* **Study text**
::::::

Discovery reveals evolutionary path from fins to fingers
Joyce Park stashed this in Science
Stashed in: Science!, Awesome, Evolution, Darwin, CRISPR, University of Chicago
Clever experiment using a method that wasn't available 5 years ago -- CRISPR/Cas -- shows that fins and fingers come from the same genes. Even they were surprised, despite the fact that these are the researchers that discovered the Tiktaalik "fishapod".
What's striking is how CRISPR enabled them to be meticulous AND fast.
"What matters is not what happens when you knock out a single gene, but when you do it in combination,” Nakamura explained. “That’s where the magic happens.”
The researchers also used a high-energy CT scanner to see the minute structures within the adult zebrafish fin. These can be invisible, even to most traditional microscopes. The scans revealed that fish lacking certain genes lost fin rays, but the small bones made of cartilage fin increased in number.
The authors suspect that the mutants that Nakamura made caused cells to stop migrating from the base of the fin to their usual position near the tip. This inability to migrate meant that there were fewer cells to make fin rays, leaving more cells at the fin base to produce cartilage elements.
“It really took the combination of labeling and knockouts to convince us that this cellular relationship between fins and limbs was real,” Gehrke said.
Future research includes new expeditions to find more fossil intermediates–such as Tiktaalik, a link between primitive fish and the first four-legged animals, discovered by Shubin and colleagues in 2006–in the transition from fins to limbs. They are also planning experiments with Hox genes to learn how a common population of cells can form such different structures in fish and people.

::::::

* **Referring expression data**
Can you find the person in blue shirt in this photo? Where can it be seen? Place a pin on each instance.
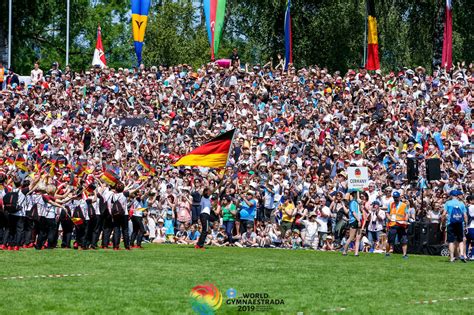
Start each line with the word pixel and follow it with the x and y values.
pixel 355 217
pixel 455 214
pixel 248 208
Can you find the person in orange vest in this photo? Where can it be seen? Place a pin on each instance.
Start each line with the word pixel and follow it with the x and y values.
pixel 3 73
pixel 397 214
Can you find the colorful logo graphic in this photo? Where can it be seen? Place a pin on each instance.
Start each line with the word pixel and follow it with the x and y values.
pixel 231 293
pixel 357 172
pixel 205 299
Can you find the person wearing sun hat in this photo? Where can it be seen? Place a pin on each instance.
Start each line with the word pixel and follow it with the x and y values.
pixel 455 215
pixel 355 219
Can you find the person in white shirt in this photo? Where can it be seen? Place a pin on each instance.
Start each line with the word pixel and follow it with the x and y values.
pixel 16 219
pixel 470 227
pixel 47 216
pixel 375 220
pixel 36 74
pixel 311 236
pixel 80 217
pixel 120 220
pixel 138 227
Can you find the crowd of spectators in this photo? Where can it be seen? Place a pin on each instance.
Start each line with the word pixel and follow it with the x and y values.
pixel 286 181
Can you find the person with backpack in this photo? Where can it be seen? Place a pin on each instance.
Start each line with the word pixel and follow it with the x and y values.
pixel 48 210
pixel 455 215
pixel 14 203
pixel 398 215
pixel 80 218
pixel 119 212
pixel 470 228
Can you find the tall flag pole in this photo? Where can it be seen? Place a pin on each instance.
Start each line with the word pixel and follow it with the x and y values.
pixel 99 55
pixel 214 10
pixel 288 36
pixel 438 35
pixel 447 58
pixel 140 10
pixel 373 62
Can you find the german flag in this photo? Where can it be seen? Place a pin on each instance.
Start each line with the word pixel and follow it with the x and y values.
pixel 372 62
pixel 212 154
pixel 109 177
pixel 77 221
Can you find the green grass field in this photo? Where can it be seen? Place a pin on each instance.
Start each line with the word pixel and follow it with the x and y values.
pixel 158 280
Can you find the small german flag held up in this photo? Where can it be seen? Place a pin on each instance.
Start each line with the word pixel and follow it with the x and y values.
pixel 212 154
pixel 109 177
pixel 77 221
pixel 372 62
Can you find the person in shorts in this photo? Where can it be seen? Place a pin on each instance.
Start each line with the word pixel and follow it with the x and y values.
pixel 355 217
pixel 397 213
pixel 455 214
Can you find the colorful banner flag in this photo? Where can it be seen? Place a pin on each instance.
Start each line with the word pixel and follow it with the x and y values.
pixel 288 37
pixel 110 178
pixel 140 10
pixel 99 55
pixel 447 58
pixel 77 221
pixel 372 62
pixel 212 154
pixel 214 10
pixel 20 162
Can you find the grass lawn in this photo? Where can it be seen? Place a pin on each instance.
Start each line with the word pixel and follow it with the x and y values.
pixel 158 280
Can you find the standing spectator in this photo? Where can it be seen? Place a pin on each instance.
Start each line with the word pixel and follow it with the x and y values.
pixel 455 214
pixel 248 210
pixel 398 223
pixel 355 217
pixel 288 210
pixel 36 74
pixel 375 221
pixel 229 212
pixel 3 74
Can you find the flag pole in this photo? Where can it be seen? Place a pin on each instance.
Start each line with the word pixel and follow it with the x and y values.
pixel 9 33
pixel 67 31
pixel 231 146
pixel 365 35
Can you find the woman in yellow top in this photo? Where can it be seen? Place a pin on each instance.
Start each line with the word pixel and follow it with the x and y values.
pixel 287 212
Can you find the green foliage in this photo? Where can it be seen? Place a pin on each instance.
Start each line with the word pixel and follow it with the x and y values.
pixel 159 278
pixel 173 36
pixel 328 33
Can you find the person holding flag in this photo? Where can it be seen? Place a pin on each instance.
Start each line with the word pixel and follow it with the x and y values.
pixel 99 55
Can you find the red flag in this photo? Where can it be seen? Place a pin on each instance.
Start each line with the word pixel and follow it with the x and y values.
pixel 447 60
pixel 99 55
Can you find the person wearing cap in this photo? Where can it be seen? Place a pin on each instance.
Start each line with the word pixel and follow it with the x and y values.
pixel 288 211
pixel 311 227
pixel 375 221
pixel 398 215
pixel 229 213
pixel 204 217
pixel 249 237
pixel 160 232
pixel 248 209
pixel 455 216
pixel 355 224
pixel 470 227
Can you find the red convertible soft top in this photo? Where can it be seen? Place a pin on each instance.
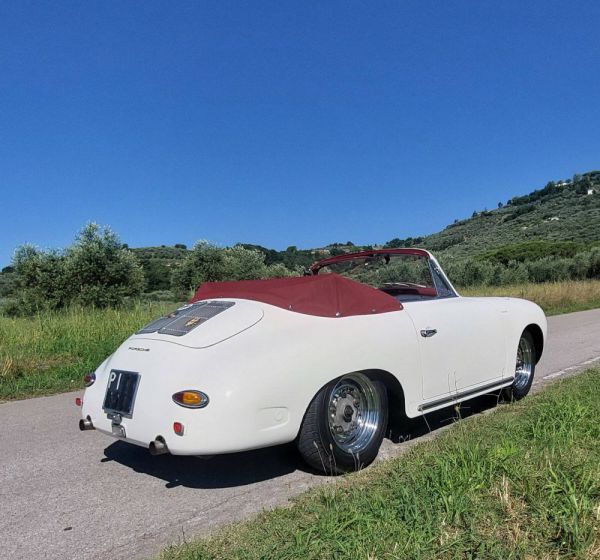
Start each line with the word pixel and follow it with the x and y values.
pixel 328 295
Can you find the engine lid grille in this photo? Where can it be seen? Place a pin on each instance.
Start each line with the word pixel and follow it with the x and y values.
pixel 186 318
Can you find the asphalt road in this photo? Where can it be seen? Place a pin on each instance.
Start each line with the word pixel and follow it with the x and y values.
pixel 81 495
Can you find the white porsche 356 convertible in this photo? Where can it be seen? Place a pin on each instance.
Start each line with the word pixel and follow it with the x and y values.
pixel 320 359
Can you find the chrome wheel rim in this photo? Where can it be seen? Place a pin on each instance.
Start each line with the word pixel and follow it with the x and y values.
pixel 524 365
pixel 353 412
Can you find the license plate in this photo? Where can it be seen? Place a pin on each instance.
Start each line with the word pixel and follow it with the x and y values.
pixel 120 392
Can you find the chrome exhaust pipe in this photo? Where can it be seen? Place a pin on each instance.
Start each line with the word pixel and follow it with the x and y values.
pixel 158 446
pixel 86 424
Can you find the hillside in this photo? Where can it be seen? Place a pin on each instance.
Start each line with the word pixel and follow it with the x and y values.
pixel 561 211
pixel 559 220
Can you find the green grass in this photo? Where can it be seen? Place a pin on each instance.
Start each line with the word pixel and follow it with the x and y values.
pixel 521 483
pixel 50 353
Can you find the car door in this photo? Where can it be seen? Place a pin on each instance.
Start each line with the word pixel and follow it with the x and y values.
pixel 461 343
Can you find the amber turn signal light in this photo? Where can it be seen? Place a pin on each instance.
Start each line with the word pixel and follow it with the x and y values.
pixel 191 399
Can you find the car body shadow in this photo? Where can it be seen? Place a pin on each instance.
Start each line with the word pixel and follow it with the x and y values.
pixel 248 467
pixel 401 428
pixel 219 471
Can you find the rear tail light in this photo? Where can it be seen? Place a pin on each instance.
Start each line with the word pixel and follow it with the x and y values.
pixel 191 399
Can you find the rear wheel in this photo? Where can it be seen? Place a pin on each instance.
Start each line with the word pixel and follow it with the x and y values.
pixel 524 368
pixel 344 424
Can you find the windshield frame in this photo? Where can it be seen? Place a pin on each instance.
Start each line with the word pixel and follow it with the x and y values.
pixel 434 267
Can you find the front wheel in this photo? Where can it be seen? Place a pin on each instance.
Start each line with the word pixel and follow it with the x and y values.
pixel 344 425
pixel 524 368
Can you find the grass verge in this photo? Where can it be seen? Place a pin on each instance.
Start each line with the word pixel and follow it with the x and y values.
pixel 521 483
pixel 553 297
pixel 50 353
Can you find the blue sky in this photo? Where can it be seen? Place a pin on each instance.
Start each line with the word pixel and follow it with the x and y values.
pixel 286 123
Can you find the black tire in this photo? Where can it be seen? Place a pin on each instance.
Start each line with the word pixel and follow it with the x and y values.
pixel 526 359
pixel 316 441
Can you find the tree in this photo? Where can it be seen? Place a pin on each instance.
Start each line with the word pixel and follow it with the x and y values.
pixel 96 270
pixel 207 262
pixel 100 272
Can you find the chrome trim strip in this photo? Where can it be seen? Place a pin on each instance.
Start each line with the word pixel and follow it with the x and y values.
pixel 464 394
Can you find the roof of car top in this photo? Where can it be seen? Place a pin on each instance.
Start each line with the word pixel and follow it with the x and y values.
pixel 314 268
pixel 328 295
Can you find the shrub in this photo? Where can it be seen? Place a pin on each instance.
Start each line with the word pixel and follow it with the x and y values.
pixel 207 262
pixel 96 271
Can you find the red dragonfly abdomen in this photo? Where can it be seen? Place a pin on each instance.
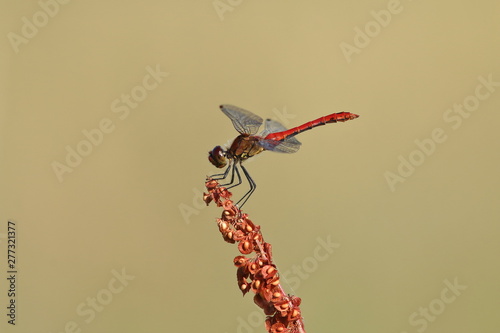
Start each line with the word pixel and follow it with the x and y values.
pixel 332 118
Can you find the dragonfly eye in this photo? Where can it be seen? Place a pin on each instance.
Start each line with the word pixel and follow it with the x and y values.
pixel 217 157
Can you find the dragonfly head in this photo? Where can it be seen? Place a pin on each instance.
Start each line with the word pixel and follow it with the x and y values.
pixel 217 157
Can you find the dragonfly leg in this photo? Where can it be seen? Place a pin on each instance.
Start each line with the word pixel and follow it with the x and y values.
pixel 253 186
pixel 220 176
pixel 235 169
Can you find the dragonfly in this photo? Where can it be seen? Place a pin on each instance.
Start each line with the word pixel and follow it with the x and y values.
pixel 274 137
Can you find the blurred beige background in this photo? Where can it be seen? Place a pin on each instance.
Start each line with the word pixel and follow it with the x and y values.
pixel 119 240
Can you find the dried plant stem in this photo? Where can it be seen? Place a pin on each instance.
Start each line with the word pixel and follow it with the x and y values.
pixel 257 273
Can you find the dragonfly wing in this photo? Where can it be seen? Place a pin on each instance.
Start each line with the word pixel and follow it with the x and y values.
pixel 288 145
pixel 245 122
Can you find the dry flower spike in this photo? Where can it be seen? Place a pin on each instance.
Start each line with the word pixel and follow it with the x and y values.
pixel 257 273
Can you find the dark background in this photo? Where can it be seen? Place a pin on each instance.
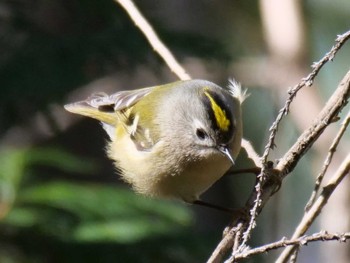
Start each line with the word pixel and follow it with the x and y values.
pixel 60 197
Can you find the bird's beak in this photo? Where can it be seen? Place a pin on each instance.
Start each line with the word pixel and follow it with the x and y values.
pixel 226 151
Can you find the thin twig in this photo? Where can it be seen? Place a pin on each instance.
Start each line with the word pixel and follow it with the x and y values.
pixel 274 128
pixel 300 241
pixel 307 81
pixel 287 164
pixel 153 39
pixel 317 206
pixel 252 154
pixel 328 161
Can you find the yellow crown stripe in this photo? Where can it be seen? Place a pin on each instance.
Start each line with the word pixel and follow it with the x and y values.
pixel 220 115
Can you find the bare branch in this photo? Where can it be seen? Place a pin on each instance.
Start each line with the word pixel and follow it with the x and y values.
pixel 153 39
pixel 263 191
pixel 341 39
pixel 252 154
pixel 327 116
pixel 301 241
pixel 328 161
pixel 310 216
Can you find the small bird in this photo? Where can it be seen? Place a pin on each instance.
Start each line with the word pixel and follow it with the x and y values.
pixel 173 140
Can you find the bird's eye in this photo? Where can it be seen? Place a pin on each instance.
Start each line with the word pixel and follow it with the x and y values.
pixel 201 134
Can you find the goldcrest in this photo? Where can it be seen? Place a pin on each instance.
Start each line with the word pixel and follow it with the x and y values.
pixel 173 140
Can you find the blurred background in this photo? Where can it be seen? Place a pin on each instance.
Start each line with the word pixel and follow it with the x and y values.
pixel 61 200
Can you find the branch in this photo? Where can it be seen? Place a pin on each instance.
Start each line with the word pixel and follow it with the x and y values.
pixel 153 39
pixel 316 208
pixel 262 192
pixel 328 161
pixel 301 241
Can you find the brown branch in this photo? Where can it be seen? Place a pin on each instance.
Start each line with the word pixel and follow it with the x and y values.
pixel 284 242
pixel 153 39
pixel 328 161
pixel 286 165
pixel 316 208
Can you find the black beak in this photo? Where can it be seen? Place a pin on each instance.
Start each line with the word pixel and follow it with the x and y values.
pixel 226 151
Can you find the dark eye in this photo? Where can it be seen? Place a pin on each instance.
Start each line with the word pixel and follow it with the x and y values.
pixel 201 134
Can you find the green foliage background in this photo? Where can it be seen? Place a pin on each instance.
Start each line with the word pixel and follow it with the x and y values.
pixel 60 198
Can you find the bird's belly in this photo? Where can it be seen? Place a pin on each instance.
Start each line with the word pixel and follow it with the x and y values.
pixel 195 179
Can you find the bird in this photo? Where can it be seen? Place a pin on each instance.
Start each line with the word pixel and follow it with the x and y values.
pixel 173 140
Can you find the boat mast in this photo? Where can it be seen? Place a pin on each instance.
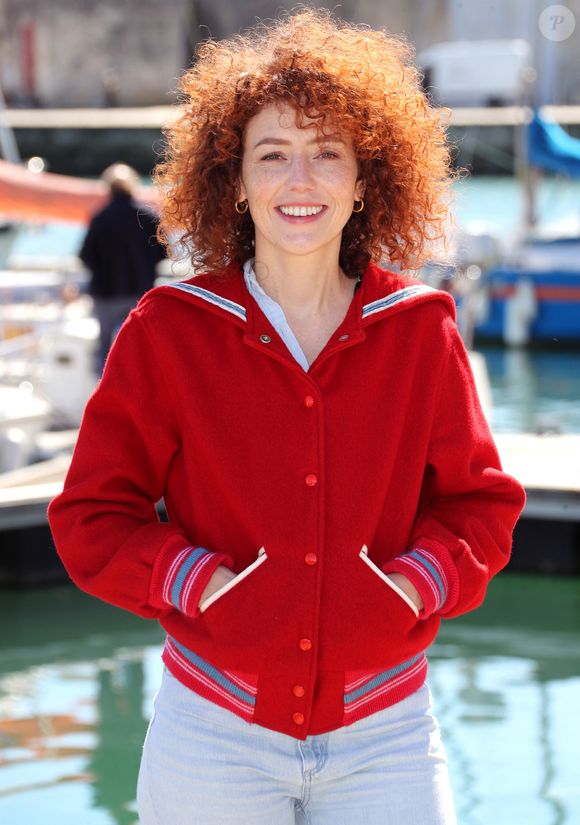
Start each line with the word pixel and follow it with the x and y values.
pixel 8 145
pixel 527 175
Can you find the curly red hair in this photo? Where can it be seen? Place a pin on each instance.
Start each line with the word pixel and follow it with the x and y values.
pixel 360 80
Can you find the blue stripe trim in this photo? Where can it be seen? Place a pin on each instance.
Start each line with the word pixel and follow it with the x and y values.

::::::

* **Assignment**
In the fins-to-fingers article, copy the passage that begins at "What's striking is" and stops after "produce cartilage elements.", renaming "fin rays" as "fin spines" wherever it occurs. The items are separate material and have no connection to the fins-to-fingers article.

* **Your response**
What's striking is how CRISPR enabled them to be meticulous AND fast.
"What matters is not what happens when you knock out a single gene, but when you do it in combination,” Nakamura explained. “That’s where the magic happens.”
The researchers also used a high-energy CT scanner to see the minute structures within the adult zebrafish fin. These can be invisible, even to most traditional microscopes. The scans revealed that fish lacking certain genes lost fin spines, but the small bones made of cartilage fin increased in number.
The authors suspect that the mutants that Nakamura made caused cells to stop migrating from the base of the fin to their usual position near the tip. This inability to migrate meant that there were fewer cells to make fin spines, leaving more cells at the fin base to produce cartilage elements.